- REQUIREMENT:
Render every line of the listing below as a Markdown table with the columns Row and Line, skipping blank lines. Omit the pictures.

=== DATASET RECORDS ===

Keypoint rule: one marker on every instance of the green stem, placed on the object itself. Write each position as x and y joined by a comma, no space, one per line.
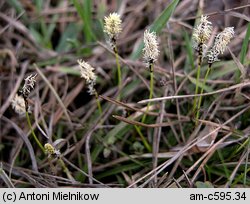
143,139
151,66
65,169
33,133
200,98
119,75
138,129
98,103
197,86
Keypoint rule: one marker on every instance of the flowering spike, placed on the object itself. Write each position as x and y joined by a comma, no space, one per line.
112,26
29,84
150,50
18,104
201,34
220,43
87,72
50,150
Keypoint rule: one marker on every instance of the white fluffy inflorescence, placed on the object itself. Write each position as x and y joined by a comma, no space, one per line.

===

- THE REPLY:
| Row | Line |
|---|---|
| 1 | Keypoint rule: one marker on every instance of the green stem, placed on the object itself. Write each position as x and y joined by a comma, no space, one per line. |
| 2 | 143,139 |
| 3 | 151,66 |
| 4 | 65,169 |
| 5 | 33,133 |
| 6 | 200,98 |
| 7 | 119,75 |
| 8 | 138,129 |
| 9 | 98,103 |
| 10 | 197,86 |
| 11 | Keypoint rule: one marker on every instance of the flowering spike, placed on the object itself. Write each position as x and y joined by a comma, no space, one per line. |
| 12 | 112,26 |
| 13 | 29,84 |
| 14 | 150,50 |
| 15 | 18,104 |
| 16 | 201,34 |
| 17 | 220,43 |
| 18 | 87,72 |
| 19 | 50,150 |
| 20 | Keypoint rule: one marker on every instance of the white fluffy inflorescence, placed on the object itself. Write each position as x and y joined by a comma, no space, one per line. |